▶ Data to examine
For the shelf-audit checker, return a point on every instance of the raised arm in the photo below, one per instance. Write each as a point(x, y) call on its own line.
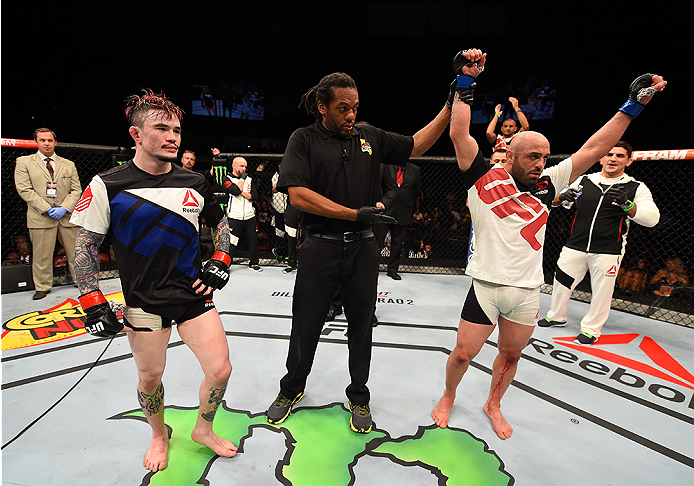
point(427, 136)
point(522, 119)
point(641, 91)
point(467, 65)
point(491, 128)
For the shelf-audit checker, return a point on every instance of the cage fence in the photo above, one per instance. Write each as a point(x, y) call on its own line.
point(437, 241)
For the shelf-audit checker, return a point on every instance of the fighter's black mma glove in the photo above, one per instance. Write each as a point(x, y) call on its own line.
point(618, 195)
point(101, 321)
point(451, 94)
point(465, 85)
point(372, 214)
point(570, 195)
point(639, 88)
point(216, 271)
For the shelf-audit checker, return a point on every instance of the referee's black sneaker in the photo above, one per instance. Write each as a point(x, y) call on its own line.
point(281, 408)
point(547, 322)
point(361, 418)
point(585, 339)
point(333, 312)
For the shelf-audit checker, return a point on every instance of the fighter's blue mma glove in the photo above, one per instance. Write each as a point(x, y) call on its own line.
point(618, 195)
point(465, 85)
point(639, 88)
point(216, 271)
point(101, 321)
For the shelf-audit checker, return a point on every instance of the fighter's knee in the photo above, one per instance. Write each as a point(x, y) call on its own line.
point(461, 356)
point(510, 355)
point(221, 374)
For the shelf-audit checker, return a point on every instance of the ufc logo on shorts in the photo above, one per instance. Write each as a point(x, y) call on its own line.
point(497, 190)
point(97, 327)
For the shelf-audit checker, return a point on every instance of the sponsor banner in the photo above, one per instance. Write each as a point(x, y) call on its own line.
point(613, 360)
point(63, 321)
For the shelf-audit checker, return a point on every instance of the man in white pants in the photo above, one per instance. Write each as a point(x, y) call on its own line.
point(606, 204)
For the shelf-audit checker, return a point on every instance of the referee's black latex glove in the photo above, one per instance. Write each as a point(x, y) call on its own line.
point(372, 214)
point(618, 195)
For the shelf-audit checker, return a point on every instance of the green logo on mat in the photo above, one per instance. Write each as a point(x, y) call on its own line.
point(322, 450)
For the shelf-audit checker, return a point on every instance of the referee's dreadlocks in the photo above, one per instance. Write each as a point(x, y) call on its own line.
point(323, 92)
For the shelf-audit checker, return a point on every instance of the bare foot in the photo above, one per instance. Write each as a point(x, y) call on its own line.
point(499, 423)
point(219, 446)
point(442, 411)
point(155, 457)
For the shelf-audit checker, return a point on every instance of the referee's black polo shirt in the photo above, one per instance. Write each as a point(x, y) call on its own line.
point(344, 170)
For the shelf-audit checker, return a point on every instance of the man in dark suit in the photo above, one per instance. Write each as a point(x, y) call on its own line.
point(401, 186)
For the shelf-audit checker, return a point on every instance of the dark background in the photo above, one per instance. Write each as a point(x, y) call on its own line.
point(71, 69)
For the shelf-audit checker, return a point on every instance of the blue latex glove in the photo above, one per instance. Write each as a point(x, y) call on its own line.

▶ Assigned task
Each entry above should be restated word for word, though no picture may appear in the copy.

▶ Response below
For the shelf-audit checker, return a point on every instance of the raised arm in the photo below, one per instance. Write each as a point(x, y) call on its own line.
point(427, 136)
point(522, 119)
point(641, 91)
point(467, 65)
point(491, 128)
For the shelf-audit checker, return a point on every instance of the cage fence in the photo above, one per instance. Write each as a point(x, y) call on its own line.
point(437, 241)
For the shelf-audit checker, return a point on every instance of the fighter's black mma glove in the photo above, one per instance. Write each as a point(x, y) call on its own line.
point(618, 195)
point(101, 321)
point(451, 94)
point(465, 85)
point(372, 214)
point(570, 195)
point(639, 88)
point(216, 271)
For the shelf-audit checker, return a point on every instance of the referee's black sneaker in the photo above, one per instance. Write each as a point(x, y) call on its own line.
point(281, 408)
point(547, 322)
point(361, 418)
point(585, 339)
point(333, 312)
For the shelf-audit checker, return a point on every instance of the fighter's blue mma glove in the photo above, one per instance. Write each as a point(x, y) call on its own line.
point(618, 195)
point(465, 85)
point(639, 88)
point(216, 271)
point(101, 321)
For the shelf-audit checker, return a point on every instance of the fighter's knee in the photo above, one per instance. Write each as a point(x, y) call on its own line.
point(461, 356)
point(510, 355)
point(221, 374)
For the shelf-audit checker, return a point on every instance of the ufc logo on shorts in the photo above, one per instance. Write each as a point(x, y) call on its own line.
point(497, 190)
point(97, 327)
For the shelf-audit checker, return a point on every instance of the sponsor banner in the photo above, one per instance. Write each as a point(x, y) call on its own line.
point(613, 360)
point(63, 321)
For the shelf-audit checker, return a point on every instance of the man in white pants in the photo above, one per instance. Write each as a point(x, y) call on its own line.
point(606, 204)
For the shelf-audit checker, return a point on every instance of the referee's black latex glove in the photo above, one per instance. Write each as a point(x, y) call on its own line.
point(372, 214)
point(618, 195)
For the shelf-audit checker, return a point on every instance of the green logo on mat in the photo above, one per instance. Write each as a point(x, y) call on its own line.
point(322, 450)
For the shelf-audit checker, return a point on every instance of the referee's dreadlocks in the photo above, one per instance. Write each as a point(x, y) call on its own line.
point(323, 92)
For the shelf-audit checker, return a point on every instance of the bare foot in the photo above, one per instance. Write each as a point(x, y) call on its own line.
point(499, 423)
point(219, 446)
point(442, 411)
point(155, 457)
For the shelf-audit checker, return a point on every instance of the referee's black polo shirt in the photo above, one per instance. Write each as a point(x, y) call on its own line.
point(344, 170)
For the shelf-audit checker, return a point on every instance of the man in dark suit in the photo above, one per instance. Write each as a point(x, y) call on its own line.
point(401, 186)
For the shelf-audit checker, return a point on every instance of the dark background in the photo above, one per instance. Write each as a point(x, y) call on its own line.
point(71, 69)
For the shelf-audit checker, return a point on every instance of the blue latex glove in the photo above, one per instance. Write each as a point(x, y) call on its own line.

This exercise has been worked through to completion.